(Given text begins)
Spotlight – Acceptance and Commitment Therapy
A particularly useful approach to psychotherapy that is helpful for clients of diverse ages with a variety of concerns is Acceptance and Commitment Therapy (ACT). ACT is a type of mindfulness and acceptance-based behavioral therapy. What sets ACT apart from traditional cognitive and behavioral therapies is that ACT does not focus on reshaping negative thoughts. Instead, ACT is based on the belief that trying to disprove or argue against negative thoughts actually makes them more, rather than less intrusive. For this reason, ACT focuses on changing our relationship with our thoughts by simply observing and separating from them rather than engaging with them.
ACT also combines Eastern philosophies used successfully for thousands of years to help people cultivate self-awareness, live fully in the present moment (mindfulness), accept rather than struggle against pain in life, and act on our innermost values rather than our negative emotions.
Put simply, Acceptance and Commitment Therapy focuses on:
Accepting difficult thoughts and feelings
Connecting with what is important to you in life (your values)
Taking action towards your values
Society tells us that a good life is pain-free and that happiness is the ultimate goal. We are told that we can control unhappy feelings and that if we don’t, we have failed or not tried hard enough. In truth, we all experience the full range of human emotions, and pain is an inevitable and shared human experience. In light of life’s inherent difficulties, the blind pursuit of happiness is a straw man that can only lead to unhappiness.
One of the most important aspects of ACT is the following equation:
Pain + Struggle = Suffering
According to ACT, we cannot avoid pain in life, and struggling against pain merely adds suffering to the equation. ACT’s focus on accepting pain while enhancing values-based living, leads us to more adaptive coping strategies that lessen our suffering and move us towards a richer, more fulfilling life.
(Given text ends)
(Dataset records begins)
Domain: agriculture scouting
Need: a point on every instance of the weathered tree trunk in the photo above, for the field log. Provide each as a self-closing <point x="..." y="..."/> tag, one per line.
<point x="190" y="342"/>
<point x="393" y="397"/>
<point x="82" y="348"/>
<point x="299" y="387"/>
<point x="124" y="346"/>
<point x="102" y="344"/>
(Dataset records ends)
> _Directions_
Reproduce the text on Acceptance and Commitment Therapy in full, word for word. The records are unrelated material and are not part of the text.

> _Solution below_
Spotlight – Acceptance and Commitment Therapy
A particularly useful approach to psychotherapy that is helpful for clients of diverse ages with a variety of concerns is Acceptance and Commitment Therapy (ACT). ACT is a type of mindfulness and acceptance-based behavioral therapy. What sets ACT apart from traditional cognitive and behavioral therapies is that ACT does not focus on reshaping negative thoughts. Instead, ACT is based on the belief that trying to disprove or argue against negative thoughts actually makes them more, rather than less intrusive. For this reason, ACT focuses on changing our relationship with our thoughts by simply observing and separating from them rather than engaging with them.
ACT also combines Eastern philosophies used successfully for thousands of years to help people cultivate self-awareness, live fully in the present moment (mindfulness), accept rather than struggle against pain in life, and act on our innermost values rather than our negative emotions.
Put simply, Acceptance and Commitment Therapy focuses on:
Accepting difficult thoughts and feelings
Connecting with what is important to you in life (your values)
Taking action towards your values
Society tells us that a good life is pain-free and that happiness is the ultimate goal. We are told that we can control unhappy feelings and that if we don’t, we have failed or not tried hard enough. In truth, we all experience the full range of human emotions, and pain is an inevitable and shared human experience. In light of life’s inherent difficulties, the blind pursuit of happiness is a straw man that can only lead to unhappiness.
One of the most important aspects of ACT is the following equation:
Pain + Struggle = Suffering
According to ACT, we cannot avoid pain in life, and struggling against pain merely adds suffering to the equation. ACT’s focus on accepting pain while enhancing values-based living, leads us to more adaptive coping strategies that lessen our suffering and move us towards a richer, more fulfilling life.